### Provided text
━━━

A Reality Check on How we Handle COVID-19 Risks
COVID-19 is still with us. Cases are rising in Europe and to a smaller extent in this country. But the fact that SARS-CoV-2, the virus that causes COVID-19, has become endemic, does not mean the sky is falling.
Any time a virus freely circulates in a population, there will be waves of infections. But the magnitude of the resulting hospitalizations and deaths is unlikely to mirror a rise in cases.
The risk of COVID-19 infection is equal across all age groups. But the risk of hospitalization and especially death rises rapidly with age. Compared with a reference category of 18- to 29-year-olds — the group with the largest number of cumulative cases — the rate of hospitalizations is five times in the 65-74 group; nine times in the 75-84 group; and 15 times in the 85 and older group. For deaths, the rates in those ages groups are, respectively, 90 times, 220 times, and 570 times the rate in the 18-29-year-old reference group. For younger age groups, 0-4 and 5-17, the rates of hospitalization and death are far lower than the reference group.

━━━

### Entries provided
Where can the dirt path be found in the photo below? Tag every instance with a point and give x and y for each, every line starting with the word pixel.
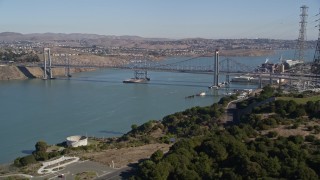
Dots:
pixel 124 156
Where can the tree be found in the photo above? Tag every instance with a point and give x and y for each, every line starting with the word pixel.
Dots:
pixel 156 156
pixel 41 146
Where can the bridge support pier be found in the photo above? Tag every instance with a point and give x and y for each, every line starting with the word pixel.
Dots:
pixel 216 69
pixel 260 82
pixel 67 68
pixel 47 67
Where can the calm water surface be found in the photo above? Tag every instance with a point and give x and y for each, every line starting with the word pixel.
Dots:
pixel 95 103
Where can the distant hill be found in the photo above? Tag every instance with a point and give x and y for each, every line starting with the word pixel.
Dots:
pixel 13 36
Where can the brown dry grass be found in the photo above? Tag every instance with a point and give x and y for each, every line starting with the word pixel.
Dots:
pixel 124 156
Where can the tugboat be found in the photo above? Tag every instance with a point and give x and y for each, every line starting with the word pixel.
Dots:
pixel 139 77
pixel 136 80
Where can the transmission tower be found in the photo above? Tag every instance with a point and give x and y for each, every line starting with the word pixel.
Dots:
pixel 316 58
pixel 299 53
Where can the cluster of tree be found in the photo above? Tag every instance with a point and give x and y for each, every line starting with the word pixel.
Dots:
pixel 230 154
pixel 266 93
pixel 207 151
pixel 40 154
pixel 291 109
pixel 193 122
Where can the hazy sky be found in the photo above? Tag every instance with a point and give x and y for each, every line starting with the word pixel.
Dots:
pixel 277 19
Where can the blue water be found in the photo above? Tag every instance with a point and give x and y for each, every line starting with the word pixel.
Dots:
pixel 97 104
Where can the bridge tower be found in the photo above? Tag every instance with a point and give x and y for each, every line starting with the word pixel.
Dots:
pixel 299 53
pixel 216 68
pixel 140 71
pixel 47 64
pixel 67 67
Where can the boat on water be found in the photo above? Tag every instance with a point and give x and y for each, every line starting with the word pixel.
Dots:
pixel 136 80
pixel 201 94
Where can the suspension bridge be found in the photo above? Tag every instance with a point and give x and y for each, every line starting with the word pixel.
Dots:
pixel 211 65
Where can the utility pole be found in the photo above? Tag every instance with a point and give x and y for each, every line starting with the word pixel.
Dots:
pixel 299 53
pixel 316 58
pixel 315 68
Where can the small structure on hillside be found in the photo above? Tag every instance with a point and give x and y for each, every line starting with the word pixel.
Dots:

━━━

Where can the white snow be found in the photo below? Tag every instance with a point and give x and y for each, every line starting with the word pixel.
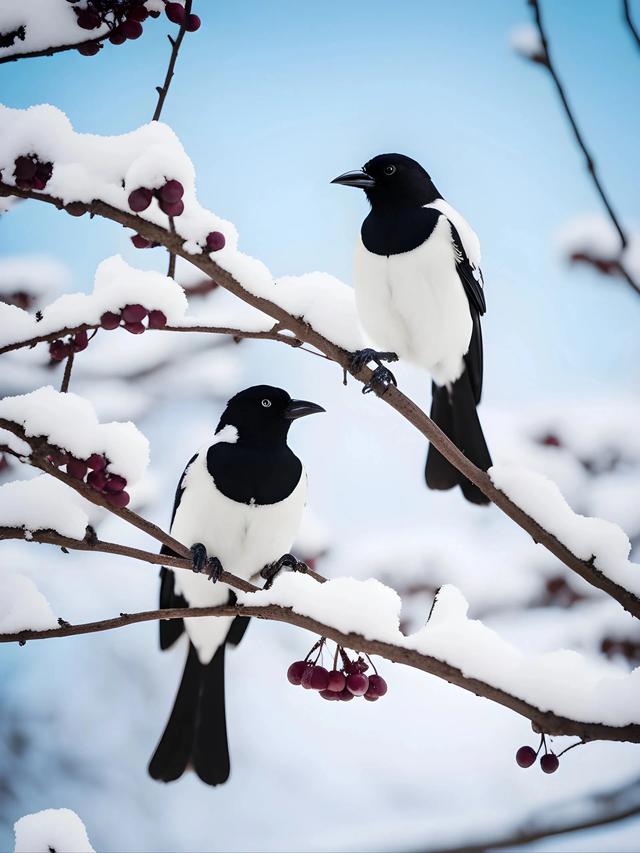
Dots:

━━━

### Action item A
List every age group named in the COVID-19 risk article.
### Action item B
According to the COVID-19 risk article, how does the death rate for the 85 and older group compare with the rate in the 18-29-year-old reference group?
### Action item C
Please reproduce the part of the COVID-19 risk article between "A Reality Check" and "rise in cases.", inclusive.
The items above aren't needed for any of this.

### Response box A
18- to 29-year-olds
65-74
75-84
85 and older
0-4
5-17

### Response box B
It is 570 times the rate in the reference group.

### Response box C
A Reality Check on How we Handle COVID-19 Risks
COVID-19 is still with us. Cases are rising in Europe and to a smaller extent in this country. But the fact that SARS-CoV-2, the virus that causes COVID-19, has become endemic, does not mean the sky is falling.
Any time a virus freely circulates in a population, there will be waves of infections. But the magnitude of the resulting hospitalizations and deaths is unlikely to mirror a rise in cases.